**Direction**
Pull every line of the material below out word for word, leaving the pictures out of your answer.

+ + + + + + +

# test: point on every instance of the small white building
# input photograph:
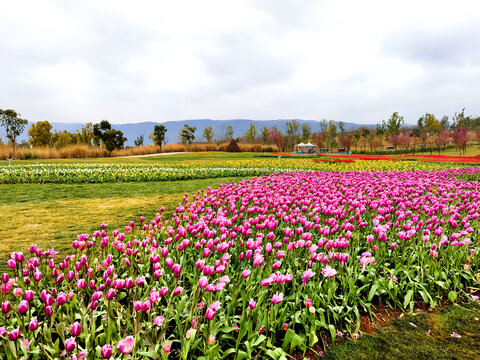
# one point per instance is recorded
(307, 148)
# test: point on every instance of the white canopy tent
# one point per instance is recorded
(308, 148)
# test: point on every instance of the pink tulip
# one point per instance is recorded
(70, 344)
(110, 294)
(178, 290)
(76, 328)
(126, 345)
(23, 307)
(33, 325)
(158, 321)
(203, 282)
(106, 351)
(328, 271)
(14, 334)
(61, 299)
(308, 274)
(277, 298)
(6, 307)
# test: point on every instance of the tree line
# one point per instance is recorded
(428, 131)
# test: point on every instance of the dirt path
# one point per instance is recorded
(158, 154)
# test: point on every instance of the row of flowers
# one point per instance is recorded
(255, 268)
(115, 172)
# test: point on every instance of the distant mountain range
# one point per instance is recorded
(240, 126)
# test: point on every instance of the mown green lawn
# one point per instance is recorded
(51, 215)
(422, 336)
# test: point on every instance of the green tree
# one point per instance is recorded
(229, 132)
(251, 133)
(138, 141)
(419, 130)
(40, 134)
(208, 134)
(265, 133)
(432, 125)
(63, 138)
(393, 124)
(112, 139)
(14, 125)
(158, 135)
(306, 132)
(461, 121)
(187, 135)
(332, 134)
(85, 135)
(445, 122)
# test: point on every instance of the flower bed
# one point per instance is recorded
(100, 173)
(251, 269)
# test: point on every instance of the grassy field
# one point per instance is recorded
(421, 336)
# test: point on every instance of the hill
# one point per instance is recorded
(240, 126)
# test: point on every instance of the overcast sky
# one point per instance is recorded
(126, 61)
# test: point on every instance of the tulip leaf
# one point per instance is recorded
(408, 298)
(151, 354)
(372, 293)
(452, 296)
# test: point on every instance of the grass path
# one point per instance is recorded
(51, 215)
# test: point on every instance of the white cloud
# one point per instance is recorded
(155, 61)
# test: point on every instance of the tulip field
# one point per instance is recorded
(100, 173)
(257, 268)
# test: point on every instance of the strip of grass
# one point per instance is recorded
(204, 156)
(425, 336)
(51, 215)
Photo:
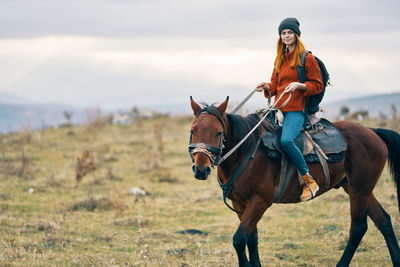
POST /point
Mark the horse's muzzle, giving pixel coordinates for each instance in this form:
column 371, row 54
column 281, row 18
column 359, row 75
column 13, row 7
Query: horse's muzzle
column 201, row 174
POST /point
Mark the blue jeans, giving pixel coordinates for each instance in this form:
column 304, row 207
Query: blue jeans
column 292, row 125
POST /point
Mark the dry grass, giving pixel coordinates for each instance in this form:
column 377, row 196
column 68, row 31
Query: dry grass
column 102, row 224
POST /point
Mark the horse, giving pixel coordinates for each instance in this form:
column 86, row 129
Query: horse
column 214, row 132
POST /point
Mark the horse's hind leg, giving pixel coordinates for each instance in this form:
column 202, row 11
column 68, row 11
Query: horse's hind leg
column 358, row 210
column 382, row 221
column 246, row 233
column 252, row 244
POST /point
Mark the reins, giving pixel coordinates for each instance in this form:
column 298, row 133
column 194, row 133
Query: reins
column 230, row 152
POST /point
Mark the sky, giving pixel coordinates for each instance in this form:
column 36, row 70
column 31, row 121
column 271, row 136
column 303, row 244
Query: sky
column 156, row 53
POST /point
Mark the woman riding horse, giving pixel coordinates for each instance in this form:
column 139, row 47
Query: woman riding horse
column 284, row 79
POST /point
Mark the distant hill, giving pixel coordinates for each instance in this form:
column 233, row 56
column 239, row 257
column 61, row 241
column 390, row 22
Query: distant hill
column 374, row 104
column 16, row 113
column 14, row 117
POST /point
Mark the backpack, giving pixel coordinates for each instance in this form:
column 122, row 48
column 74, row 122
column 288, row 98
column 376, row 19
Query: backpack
column 312, row 102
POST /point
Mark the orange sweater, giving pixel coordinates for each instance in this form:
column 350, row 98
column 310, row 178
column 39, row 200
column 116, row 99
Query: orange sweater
column 287, row 75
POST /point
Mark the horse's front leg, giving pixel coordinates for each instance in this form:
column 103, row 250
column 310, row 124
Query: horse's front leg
column 246, row 234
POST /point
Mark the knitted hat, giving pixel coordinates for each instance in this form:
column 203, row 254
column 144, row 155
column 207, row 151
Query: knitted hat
column 290, row 23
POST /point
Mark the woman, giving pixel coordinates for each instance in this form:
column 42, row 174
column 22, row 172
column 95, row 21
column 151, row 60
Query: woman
column 284, row 80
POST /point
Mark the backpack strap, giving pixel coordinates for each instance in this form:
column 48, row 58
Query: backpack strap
column 301, row 72
column 301, row 69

+ + + + + + +

**Written response**
# test: point on every instance of the small white building
# input photograph:
# one point per instance is recorded
(307, 148)
# test: point on every instance of the white canopy tent
# one point per instance is recorded
(308, 148)
# test: point on every instance of the pink tulip
# one point per instance is recorded
(70, 344)
(110, 294)
(178, 290)
(76, 328)
(126, 345)
(23, 307)
(33, 325)
(158, 321)
(203, 282)
(106, 351)
(328, 271)
(14, 334)
(61, 299)
(308, 274)
(277, 298)
(6, 307)
# test: point on every instance of the tree line
# one point per instance is recorded
(428, 131)
# test: point on every instance of the dirt path
# one point per instance is recorded
(158, 154)
# test: point on every instance of the row of flowers
# one point per instance is recorded
(255, 268)
(115, 172)
# test: point on every instance of the distant mountain range
# one point per instance is recorded
(240, 126)
# test: point on every instance of the mown green lawn
# one point per instance is recorded
(51, 215)
(422, 336)
# test: point on every instance of the green tree
# one point per instance is recorded
(229, 132)
(251, 133)
(138, 141)
(419, 130)
(40, 134)
(208, 134)
(265, 133)
(432, 125)
(63, 138)
(393, 124)
(112, 139)
(14, 125)
(158, 135)
(306, 132)
(461, 121)
(187, 135)
(332, 134)
(85, 135)
(445, 122)
# test: point on every instance of the flower bed
# one point per instance is recorded
(100, 173)
(251, 269)
# test: point on every instance of the grassy field
# one point per instance is recorded
(421, 336)
# test: point on every instance of the hill
# one point per instance is recorded
(240, 126)
# test: point on every instance of the overcast sky
# one point per instance is recorded
(126, 61)
# test: point on every instance of the tulip leaf
# one point per instance is recorded
(408, 298)
(151, 354)
(372, 293)
(452, 296)
# test: point on every instance of the grass path
# one point per instance is recorded
(51, 215)
# test: point on every instance of the white cloud
# one point per instance is recorded
(155, 61)
# test: point on every instance of the tulip field
# one point per instance is recorded
(100, 173)
(257, 268)
# test: point on every instance of the strip of grass
# one point per instance is recorded
(204, 156)
(425, 336)
(51, 215)
Photo:
POST /point
Mark the horse's muzzle, giving pixel coordinates for each instance in this form:
column 371, row 54
column 281, row 18
column 359, row 75
column 13, row 7
Query: horse's muzzle
column 201, row 174
POST /point
Mark the blue jeans, giving pixel coordinates for each instance in this form:
column 304, row 207
Query: blue jeans
column 292, row 125
POST /point
Mark the dry grass, giving pixel coordinates for each instance in this form:
column 377, row 196
column 68, row 31
Query: dry grass
column 102, row 224
POST /point
Mark the horse, giving pixel coordinates for each instance in this form:
column 86, row 129
Query: horse
column 214, row 132
POST /point
Mark the horse's hind leg, giving pixel coordinates for each instance in this form:
column 202, row 11
column 68, row 11
Query: horse's hind leg
column 358, row 210
column 382, row 221
column 246, row 233
column 252, row 244
POST /point
Mark the reins, giving pixel coordinates for each instance in this form:
column 298, row 133
column 194, row 133
Query: reins
column 230, row 152
POST /point
Mark the sky, giving pixel coordinates for each instance in this form:
column 36, row 70
column 31, row 121
column 271, row 136
column 303, row 244
Query: sky
column 156, row 53
POST /point
Mark the woman riding horse, giving pixel coordinates for each instance in this form:
column 139, row 47
Query: woman riding horse
column 284, row 79
POST /point
Mark the distant hill, giving pixel coordinates for each instance in this form:
column 233, row 56
column 239, row 257
column 61, row 241
column 390, row 22
Query: distant hill
column 374, row 104
column 16, row 113
column 14, row 117
POST /point
Mark the backpack, giving pixel coordinates for each instance in this form:
column 122, row 48
column 74, row 122
column 288, row 98
column 376, row 19
Query: backpack
column 312, row 102
POST /point
Mark the orange sweater, giving pixel coordinates for each instance in this form:
column 350, row 98
column 310, row 178
column 39, row 200
column 116, row 99
Query: orange sweater
column 287, row 75
POST /point
Mark the horse's front leg, giving pixel coordinates for each instance in this form:
column 103, row 250
column 310, row 124
Query: horse's front leg
column 246, row 234
POST /point
Mark the knitted hat, giving pixel coordinates for each instance in this form:
column 203, row 254
column 144, row 155
column 207, row 151
Query: knitted hat
column 290, row 23
POST /point
Mark the woman, giving pixel coordinates for each instance in this form:
column 42, row 174
column 22, row 172
column 95, row 21
column 151, row 60
Query: woman
column 284, row 80
POST /point
Mark the backpack strap, giving pixel coordinates for each instance in this form:
column 48, row 58
Query: backpack strap
column 301, row 72
column 301, row 69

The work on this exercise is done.